Required work:
Exactly those lines running from the one containing "Target: ear" to the end of the material are to be printed, and no others.

Data:
************
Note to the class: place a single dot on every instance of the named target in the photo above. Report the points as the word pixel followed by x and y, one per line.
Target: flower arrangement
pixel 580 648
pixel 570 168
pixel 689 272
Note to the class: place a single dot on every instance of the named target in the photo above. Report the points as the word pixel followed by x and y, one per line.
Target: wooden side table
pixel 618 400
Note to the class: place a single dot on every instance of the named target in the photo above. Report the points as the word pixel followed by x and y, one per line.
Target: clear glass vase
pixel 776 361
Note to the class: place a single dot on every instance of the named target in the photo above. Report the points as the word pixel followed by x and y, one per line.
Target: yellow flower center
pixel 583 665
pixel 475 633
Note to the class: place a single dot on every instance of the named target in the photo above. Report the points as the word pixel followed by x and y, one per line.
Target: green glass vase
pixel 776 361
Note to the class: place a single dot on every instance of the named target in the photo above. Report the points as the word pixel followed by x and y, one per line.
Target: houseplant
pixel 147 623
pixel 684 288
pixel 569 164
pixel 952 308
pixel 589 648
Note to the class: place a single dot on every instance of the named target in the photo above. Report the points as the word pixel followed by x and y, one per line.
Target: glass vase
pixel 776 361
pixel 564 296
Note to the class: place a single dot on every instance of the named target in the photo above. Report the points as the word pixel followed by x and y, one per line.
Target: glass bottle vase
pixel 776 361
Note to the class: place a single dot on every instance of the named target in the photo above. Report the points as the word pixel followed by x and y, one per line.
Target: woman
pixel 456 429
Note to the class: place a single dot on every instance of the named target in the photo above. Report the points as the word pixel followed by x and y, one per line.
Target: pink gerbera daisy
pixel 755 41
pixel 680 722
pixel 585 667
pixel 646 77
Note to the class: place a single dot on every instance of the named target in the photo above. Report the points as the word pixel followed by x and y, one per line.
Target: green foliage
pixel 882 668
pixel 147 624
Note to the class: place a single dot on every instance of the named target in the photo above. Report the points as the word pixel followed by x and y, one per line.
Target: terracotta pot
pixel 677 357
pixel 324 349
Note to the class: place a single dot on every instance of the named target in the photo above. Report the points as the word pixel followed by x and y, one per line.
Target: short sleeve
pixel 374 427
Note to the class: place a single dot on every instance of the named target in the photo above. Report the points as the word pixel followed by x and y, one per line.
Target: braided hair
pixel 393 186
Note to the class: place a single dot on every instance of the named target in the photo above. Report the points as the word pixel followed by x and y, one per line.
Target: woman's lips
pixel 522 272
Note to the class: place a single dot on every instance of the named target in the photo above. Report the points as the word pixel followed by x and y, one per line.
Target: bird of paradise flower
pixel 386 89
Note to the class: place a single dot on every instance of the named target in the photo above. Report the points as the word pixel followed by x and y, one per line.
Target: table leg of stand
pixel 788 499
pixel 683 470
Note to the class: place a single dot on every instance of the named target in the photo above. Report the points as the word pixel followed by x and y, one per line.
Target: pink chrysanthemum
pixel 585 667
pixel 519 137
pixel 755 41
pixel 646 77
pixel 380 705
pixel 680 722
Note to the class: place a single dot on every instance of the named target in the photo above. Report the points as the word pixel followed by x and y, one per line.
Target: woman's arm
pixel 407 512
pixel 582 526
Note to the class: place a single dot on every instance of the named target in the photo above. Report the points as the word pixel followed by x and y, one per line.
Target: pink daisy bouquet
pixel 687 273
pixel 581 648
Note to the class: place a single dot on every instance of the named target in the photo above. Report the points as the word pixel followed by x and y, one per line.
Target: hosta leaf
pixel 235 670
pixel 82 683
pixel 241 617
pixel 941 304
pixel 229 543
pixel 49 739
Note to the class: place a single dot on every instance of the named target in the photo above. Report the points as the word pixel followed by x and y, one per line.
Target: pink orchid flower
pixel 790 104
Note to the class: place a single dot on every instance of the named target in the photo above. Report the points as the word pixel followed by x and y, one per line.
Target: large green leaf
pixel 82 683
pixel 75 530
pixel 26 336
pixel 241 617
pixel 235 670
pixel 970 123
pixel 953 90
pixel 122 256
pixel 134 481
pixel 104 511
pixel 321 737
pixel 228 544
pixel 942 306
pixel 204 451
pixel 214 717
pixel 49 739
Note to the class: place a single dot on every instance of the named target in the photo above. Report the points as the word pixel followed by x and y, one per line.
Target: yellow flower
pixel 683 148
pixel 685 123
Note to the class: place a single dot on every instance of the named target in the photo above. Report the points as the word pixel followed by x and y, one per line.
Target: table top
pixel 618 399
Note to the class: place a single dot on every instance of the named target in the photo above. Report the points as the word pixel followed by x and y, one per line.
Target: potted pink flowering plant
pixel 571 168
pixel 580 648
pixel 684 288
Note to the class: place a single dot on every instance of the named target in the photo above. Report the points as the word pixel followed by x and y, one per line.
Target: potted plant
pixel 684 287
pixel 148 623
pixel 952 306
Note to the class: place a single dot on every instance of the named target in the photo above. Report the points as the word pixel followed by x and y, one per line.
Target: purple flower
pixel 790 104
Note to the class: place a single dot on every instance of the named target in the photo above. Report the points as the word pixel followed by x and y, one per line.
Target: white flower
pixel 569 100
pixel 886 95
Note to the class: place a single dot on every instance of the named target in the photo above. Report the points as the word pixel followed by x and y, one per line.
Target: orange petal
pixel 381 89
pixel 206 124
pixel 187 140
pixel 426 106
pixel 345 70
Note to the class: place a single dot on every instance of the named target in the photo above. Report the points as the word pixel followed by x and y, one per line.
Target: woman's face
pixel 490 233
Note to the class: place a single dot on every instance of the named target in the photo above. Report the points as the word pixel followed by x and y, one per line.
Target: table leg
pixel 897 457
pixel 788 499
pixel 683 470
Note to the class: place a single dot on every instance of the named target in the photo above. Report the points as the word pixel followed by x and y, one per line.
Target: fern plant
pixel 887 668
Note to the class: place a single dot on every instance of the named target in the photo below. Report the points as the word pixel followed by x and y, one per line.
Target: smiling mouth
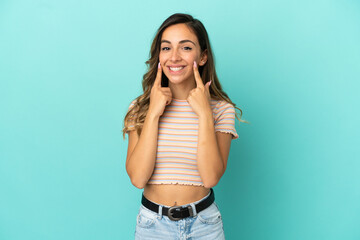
pixel 176 69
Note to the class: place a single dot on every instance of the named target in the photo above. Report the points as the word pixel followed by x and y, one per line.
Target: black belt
pixel 176 213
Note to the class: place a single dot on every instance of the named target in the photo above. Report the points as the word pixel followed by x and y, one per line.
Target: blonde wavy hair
pixel 135 117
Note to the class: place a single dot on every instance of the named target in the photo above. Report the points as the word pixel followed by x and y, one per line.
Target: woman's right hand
pixel 159 96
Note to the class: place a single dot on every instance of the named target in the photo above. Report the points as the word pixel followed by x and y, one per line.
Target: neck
pixel 181 91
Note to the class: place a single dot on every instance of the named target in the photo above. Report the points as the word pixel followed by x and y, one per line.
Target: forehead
pixel 176 33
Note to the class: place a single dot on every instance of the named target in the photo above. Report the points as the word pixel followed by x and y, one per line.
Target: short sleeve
pixel 225 118
pixel 132 117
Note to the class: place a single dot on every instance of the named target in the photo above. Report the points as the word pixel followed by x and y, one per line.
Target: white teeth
pixel 176 69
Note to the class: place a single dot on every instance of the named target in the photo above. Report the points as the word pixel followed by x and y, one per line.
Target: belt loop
pixel 194 208
pixel 160 212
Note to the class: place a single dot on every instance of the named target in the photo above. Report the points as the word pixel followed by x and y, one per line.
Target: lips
pixel 176 68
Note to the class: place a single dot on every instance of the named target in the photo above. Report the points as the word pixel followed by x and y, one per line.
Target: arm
pixel 213 147
pixel 140 160
pixel 212 152
pixel 141 154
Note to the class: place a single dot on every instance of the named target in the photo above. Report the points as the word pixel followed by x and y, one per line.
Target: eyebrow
pixel 182 41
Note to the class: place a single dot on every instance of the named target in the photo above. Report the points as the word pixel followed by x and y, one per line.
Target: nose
pixel 175 56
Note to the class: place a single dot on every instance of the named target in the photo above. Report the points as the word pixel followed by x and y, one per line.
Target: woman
pixel 180 130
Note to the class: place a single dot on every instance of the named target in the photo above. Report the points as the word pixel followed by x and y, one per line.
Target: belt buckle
pixel 173 208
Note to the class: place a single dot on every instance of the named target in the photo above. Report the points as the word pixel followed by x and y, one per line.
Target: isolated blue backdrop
pixel 69 69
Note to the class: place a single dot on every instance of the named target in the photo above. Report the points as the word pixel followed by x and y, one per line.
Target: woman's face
pixel 178 50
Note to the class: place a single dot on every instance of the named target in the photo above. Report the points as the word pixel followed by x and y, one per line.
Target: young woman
pixel 180 130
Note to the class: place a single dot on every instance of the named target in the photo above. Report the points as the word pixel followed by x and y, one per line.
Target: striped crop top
pixel 178 138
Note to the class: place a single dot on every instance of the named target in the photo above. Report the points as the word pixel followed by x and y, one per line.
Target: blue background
pixel 69 69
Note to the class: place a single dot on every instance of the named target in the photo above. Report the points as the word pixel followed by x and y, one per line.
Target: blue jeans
pixel 206 224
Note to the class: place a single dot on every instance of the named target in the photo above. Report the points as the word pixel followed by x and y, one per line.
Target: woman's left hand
pixel 199 97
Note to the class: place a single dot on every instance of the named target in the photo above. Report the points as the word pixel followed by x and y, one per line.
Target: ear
pixel 203 58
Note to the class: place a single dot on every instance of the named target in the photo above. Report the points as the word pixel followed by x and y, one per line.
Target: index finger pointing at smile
************
Exercise response:
Target: ear
pixel 203 58
Note to the class: place a single dot on every instance of the named target in the photo above. Report the points as the word pixel followed by x and y, one per line.
Target: index finger pointing at smile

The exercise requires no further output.